◆ **Instructions to follow**
State how many lines in the rows below contain the word "deck". Reply with the number alone.

◆ **Record extracts**
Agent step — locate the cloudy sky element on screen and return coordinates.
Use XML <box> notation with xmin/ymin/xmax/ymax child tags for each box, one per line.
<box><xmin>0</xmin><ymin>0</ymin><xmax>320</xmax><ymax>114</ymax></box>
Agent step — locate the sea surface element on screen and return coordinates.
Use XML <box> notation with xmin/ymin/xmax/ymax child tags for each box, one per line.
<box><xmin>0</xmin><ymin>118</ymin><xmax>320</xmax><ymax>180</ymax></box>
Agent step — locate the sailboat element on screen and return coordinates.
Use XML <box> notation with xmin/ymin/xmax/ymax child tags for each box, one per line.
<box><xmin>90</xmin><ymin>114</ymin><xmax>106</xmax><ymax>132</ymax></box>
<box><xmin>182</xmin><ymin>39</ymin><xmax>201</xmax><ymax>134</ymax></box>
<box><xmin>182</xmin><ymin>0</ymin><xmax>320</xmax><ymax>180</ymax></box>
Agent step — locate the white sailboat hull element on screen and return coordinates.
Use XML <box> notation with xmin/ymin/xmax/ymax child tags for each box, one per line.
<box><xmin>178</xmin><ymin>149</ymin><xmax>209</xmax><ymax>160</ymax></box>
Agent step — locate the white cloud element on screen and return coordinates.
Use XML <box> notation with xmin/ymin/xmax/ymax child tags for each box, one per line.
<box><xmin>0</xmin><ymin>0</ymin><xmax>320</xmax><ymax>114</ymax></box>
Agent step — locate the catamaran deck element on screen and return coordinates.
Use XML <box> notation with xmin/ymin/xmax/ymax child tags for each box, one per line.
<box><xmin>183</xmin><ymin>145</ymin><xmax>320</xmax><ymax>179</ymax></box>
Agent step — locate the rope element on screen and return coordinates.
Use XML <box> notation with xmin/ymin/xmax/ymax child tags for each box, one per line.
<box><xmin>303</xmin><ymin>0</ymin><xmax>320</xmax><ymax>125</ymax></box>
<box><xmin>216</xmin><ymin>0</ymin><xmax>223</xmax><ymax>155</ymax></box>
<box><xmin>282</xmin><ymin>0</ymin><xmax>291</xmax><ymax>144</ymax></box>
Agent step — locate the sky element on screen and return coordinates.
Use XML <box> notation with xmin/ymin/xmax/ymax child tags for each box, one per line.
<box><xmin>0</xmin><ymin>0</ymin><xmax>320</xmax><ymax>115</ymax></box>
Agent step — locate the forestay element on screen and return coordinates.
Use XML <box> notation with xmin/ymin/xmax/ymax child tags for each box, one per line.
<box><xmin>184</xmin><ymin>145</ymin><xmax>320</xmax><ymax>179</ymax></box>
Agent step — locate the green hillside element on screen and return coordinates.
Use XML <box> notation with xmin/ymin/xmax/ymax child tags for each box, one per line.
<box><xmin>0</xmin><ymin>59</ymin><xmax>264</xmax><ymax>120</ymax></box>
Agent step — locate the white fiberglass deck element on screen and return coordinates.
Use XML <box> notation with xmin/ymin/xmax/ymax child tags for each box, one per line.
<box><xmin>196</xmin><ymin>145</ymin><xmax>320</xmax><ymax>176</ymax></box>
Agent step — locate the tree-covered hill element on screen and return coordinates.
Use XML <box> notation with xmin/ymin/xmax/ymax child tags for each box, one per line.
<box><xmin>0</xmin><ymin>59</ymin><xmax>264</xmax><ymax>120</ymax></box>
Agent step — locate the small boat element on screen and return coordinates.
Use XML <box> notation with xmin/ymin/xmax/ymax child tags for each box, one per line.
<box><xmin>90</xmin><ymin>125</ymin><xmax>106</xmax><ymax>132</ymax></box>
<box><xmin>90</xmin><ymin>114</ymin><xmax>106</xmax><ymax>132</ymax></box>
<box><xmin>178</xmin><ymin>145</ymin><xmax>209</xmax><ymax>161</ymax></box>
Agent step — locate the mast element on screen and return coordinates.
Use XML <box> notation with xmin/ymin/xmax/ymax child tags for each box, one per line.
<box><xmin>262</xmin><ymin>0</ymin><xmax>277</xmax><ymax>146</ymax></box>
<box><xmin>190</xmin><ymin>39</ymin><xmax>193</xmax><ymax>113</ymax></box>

◆ **Task output**
2